* _Problem_:
Put the lines of the listing below into a numbered list with blank lines left out, starting at the line that contains "Expected: for every instance of the undermount" and ending at the last line of the listing.

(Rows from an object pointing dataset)
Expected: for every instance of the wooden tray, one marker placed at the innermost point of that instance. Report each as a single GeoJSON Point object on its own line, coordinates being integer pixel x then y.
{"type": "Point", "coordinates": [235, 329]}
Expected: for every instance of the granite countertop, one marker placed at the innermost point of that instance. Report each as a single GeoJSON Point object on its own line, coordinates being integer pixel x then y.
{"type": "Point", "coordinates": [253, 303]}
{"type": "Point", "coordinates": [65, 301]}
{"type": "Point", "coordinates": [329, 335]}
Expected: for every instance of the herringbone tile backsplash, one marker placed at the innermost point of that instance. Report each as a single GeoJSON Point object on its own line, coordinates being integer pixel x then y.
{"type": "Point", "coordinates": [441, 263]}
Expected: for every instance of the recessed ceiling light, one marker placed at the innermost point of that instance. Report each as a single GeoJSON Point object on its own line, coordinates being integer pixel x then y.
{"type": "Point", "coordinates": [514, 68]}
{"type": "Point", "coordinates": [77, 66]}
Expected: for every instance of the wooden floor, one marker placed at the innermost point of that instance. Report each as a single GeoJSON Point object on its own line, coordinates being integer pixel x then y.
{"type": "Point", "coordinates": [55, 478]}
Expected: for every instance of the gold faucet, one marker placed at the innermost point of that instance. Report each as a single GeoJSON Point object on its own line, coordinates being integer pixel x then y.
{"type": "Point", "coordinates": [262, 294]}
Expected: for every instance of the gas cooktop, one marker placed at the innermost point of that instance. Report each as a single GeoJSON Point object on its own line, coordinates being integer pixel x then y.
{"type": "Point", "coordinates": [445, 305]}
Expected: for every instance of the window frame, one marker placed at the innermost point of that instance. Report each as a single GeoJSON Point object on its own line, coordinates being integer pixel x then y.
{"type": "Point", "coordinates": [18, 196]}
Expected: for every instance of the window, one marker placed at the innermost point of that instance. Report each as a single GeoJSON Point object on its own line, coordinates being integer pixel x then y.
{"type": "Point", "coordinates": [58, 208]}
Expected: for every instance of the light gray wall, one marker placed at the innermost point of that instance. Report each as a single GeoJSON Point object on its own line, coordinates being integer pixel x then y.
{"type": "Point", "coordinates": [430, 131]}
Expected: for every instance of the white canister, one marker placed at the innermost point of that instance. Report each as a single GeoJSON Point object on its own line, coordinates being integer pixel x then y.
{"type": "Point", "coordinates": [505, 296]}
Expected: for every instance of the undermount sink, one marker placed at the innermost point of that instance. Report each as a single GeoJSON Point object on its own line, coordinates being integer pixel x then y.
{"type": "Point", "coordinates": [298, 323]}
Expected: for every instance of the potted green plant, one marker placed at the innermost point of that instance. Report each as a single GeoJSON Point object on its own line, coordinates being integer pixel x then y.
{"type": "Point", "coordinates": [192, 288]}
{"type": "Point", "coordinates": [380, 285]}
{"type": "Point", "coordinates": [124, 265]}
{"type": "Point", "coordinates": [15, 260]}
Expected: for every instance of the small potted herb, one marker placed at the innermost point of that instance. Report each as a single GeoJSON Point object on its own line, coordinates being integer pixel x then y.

* _Finished task_:
1. Expected: for every instance of the undermount sink, one marker placed at the innermost point of that instance. Report each as a single GeoJSON Point object on its own line, coordinates being integer pixel x then y.
2. {"type": "Point", "coordinates": [298, 323]}
3. Expected: for every instance of the potted green plant, one marker placed at the innermost point of that instance. Report each as a single GeoJSON Point object on its own line, coordinates being integer pixel x then y.
4. {"type": "Point", "coordinates": [192, 288]}
5. {"type": "Point", "coordinates": [380, 285]}
6. {"type": "Point", "coordinates": [124, 265]}
7. {"type": "Point", "coordinates": [15, 260]}
8. Expected: for every instance of the small potted herb, one marker placed at the innermost point of that instance. Report each as a single GeoJSON Point object on its own line, coordinates being integer pixel x then y.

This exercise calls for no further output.